* [Work task] Write out, word for word, every line from the one where "point: the bus" occurs to the final line of the entries, and nothing beyond them.

* [Exercise inputs]
* * * *
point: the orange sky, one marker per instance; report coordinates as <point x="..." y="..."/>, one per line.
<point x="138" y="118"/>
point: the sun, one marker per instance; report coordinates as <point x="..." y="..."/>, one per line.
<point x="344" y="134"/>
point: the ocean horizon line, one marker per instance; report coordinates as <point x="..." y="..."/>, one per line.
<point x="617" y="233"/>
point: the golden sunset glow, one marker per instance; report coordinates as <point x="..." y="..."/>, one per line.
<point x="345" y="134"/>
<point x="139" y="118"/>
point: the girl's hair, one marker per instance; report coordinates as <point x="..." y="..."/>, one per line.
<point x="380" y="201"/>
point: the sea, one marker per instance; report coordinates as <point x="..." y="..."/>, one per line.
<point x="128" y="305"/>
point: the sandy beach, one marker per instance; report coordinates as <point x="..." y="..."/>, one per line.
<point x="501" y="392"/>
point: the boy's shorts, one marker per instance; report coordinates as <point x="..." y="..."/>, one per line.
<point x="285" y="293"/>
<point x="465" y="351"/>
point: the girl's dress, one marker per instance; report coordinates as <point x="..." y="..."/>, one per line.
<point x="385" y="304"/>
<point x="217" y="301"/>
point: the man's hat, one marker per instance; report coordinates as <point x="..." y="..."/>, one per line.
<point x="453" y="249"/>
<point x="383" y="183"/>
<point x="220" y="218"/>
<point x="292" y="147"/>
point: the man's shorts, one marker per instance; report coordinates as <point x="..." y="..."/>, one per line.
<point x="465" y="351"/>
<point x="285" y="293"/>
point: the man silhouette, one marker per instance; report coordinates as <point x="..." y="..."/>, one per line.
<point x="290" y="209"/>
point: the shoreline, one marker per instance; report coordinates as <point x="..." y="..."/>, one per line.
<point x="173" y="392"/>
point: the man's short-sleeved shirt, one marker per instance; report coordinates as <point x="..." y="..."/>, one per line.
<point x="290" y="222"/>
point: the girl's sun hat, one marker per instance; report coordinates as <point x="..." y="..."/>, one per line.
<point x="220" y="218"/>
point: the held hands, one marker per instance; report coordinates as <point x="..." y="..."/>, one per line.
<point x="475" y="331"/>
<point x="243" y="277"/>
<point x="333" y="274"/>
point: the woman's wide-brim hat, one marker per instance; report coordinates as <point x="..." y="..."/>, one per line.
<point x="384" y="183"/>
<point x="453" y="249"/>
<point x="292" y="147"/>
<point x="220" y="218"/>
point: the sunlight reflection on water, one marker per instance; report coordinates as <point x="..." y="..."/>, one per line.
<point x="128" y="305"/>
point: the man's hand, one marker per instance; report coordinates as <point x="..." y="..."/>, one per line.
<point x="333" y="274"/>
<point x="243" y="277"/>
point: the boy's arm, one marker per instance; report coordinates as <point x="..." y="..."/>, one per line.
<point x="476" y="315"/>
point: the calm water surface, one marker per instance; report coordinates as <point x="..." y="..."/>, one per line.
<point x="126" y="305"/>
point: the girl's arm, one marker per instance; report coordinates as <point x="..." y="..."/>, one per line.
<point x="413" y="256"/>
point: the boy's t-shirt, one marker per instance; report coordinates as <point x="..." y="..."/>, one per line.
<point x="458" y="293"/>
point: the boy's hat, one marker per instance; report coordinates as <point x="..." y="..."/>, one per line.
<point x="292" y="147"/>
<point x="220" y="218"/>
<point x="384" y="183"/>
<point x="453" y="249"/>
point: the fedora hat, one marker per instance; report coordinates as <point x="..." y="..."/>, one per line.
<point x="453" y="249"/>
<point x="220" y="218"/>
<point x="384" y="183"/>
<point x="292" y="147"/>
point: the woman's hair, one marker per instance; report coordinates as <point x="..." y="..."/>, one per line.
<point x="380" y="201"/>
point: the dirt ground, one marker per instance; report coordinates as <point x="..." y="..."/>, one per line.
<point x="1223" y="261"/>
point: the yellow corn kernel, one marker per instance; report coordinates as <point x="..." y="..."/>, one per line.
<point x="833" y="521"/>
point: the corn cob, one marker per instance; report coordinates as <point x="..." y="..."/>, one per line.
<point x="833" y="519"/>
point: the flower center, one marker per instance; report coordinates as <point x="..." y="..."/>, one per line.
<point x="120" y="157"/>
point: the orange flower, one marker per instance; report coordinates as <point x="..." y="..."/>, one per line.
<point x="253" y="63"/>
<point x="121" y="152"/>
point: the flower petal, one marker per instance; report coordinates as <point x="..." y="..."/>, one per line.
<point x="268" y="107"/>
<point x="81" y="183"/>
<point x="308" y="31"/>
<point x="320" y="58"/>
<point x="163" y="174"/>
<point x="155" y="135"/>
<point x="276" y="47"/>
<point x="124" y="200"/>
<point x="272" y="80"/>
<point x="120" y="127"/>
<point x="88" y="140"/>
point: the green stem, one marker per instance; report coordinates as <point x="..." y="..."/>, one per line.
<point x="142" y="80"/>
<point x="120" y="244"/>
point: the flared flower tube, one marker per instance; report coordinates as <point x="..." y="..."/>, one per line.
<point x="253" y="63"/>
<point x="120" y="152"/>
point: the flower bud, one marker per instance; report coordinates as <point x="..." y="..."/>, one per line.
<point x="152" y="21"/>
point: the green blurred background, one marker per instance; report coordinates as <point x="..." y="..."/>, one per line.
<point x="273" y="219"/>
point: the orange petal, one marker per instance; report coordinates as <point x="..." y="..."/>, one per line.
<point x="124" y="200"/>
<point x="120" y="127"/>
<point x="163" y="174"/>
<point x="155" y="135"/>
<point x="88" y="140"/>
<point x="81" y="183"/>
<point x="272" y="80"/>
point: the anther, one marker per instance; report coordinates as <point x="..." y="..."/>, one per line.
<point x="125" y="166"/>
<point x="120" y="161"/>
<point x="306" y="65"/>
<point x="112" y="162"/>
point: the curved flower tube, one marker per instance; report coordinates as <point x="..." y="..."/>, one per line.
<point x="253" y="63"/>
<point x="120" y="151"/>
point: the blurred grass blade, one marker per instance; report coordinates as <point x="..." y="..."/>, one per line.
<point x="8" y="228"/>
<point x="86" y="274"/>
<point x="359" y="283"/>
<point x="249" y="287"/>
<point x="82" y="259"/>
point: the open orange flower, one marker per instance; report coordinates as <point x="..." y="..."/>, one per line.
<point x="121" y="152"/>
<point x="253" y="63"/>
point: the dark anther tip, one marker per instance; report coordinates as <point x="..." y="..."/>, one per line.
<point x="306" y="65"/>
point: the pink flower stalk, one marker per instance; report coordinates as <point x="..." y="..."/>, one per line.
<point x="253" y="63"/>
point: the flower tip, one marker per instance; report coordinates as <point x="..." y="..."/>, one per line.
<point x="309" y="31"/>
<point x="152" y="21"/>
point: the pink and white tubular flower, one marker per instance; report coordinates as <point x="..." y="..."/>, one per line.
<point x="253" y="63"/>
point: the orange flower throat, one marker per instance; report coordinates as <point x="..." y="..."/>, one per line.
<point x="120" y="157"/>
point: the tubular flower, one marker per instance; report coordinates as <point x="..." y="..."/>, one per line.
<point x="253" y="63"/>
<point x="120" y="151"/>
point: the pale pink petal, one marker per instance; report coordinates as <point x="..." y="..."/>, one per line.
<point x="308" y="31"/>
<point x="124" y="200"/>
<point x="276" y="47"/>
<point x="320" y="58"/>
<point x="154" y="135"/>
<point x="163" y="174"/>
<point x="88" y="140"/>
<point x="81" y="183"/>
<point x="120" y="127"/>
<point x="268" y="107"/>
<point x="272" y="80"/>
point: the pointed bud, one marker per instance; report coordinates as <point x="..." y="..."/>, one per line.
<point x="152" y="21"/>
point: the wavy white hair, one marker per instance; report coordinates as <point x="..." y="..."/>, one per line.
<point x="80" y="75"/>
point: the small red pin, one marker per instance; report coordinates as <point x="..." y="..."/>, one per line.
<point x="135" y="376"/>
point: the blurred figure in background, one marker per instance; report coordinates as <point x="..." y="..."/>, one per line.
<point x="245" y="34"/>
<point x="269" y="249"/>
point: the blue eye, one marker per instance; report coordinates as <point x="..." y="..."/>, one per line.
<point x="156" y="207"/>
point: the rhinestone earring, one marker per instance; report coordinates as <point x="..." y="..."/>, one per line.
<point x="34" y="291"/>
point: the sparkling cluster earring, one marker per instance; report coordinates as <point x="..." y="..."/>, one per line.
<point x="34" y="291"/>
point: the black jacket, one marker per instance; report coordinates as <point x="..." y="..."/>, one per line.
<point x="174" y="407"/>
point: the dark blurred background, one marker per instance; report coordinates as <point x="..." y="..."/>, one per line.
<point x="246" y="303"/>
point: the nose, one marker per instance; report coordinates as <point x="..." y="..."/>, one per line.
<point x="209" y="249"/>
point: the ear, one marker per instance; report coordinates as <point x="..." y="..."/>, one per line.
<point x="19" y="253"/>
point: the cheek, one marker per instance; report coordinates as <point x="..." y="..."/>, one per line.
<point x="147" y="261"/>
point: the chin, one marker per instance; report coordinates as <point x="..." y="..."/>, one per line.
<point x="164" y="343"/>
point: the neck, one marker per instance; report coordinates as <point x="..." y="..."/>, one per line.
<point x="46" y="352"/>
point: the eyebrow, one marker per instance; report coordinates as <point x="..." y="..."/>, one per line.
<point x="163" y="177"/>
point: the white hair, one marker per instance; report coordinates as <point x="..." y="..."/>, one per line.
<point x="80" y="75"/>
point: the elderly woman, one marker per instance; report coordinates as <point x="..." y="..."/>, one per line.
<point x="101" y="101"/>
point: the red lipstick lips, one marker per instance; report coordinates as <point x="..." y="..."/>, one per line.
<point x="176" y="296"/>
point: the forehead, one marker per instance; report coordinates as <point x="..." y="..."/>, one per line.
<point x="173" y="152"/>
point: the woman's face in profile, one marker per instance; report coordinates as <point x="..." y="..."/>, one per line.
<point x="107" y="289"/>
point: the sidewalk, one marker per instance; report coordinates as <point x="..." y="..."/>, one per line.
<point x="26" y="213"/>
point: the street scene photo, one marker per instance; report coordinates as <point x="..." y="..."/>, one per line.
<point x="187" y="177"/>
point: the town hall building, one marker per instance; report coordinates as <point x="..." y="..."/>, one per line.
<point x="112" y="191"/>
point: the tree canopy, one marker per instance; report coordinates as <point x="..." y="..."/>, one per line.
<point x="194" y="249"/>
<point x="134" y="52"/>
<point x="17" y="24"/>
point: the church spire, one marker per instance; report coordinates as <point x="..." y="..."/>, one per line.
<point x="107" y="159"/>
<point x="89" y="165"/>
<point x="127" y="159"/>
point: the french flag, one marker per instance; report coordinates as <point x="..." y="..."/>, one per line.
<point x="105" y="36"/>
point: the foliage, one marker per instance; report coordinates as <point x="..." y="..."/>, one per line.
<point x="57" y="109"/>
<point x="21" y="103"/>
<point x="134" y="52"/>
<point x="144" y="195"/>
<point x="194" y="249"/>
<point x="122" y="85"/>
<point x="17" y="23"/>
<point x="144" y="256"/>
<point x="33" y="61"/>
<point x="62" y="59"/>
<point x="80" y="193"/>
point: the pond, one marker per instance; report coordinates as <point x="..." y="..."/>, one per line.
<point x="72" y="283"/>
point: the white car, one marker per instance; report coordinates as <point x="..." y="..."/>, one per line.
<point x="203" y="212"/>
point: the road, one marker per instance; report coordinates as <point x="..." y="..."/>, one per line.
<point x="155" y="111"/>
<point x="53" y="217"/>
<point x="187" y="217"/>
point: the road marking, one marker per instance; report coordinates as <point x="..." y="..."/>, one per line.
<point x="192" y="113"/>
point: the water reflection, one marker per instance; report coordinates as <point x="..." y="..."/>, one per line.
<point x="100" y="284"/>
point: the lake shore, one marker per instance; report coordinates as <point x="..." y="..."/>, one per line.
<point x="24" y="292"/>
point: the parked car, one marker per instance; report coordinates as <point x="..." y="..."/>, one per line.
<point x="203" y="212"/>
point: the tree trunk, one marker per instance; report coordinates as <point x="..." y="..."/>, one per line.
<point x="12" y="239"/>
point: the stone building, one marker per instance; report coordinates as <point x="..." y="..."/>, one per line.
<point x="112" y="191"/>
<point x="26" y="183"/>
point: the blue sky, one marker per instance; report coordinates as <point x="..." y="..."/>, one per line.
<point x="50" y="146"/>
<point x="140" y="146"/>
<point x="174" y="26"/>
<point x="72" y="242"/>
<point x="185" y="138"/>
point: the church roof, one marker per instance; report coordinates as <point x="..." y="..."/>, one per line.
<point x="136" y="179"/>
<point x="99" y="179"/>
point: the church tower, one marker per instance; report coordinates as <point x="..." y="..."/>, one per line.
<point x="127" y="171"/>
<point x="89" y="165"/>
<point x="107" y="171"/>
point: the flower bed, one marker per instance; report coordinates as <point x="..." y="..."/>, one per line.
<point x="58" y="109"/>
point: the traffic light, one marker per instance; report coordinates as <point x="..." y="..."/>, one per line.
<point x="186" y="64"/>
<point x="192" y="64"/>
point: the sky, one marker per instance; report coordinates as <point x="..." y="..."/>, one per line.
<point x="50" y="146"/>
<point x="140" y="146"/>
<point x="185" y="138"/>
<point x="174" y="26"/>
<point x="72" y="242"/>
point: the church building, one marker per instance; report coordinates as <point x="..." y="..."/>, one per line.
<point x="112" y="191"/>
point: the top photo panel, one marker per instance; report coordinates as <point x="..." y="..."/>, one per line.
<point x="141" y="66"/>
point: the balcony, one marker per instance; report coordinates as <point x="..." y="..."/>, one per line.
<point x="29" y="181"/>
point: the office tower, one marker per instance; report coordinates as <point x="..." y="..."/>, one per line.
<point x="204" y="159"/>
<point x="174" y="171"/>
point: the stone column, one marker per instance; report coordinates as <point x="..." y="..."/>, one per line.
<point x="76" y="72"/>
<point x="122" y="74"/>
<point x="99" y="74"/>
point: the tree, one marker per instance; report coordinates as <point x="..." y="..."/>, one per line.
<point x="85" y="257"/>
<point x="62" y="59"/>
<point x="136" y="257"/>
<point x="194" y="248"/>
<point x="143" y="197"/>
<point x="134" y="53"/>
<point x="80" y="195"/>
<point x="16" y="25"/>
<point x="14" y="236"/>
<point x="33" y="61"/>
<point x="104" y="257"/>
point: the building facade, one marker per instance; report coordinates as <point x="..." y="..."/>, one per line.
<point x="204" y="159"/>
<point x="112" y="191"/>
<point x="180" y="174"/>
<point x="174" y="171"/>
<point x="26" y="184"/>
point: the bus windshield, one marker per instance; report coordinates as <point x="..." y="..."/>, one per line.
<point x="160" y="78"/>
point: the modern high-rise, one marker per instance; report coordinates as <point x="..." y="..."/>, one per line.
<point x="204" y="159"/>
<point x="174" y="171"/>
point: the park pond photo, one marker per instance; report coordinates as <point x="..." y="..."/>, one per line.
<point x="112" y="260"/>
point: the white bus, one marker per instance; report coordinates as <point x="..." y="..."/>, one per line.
* * * *
* [Response area]
point: the bus windshield, one marker per instance; report coordinates as <point x="..." y="..."/>, one per line.
<point x="160" y="78"/>
point: the modern high-rise, one marker per instance; report coordinates as <point x="..." y="..."/>, one per line.
<point x="204" y="159"/>
<point x="174" y="171"/>
point: the park pond photo, one marker per instance; report coordinates as <point x="..." y="..."/>, one per line.
<point x="112" y="260"/>
point: the white bus, one marker per instance; report coordinates as <point x="..." y="..."/>, one per line.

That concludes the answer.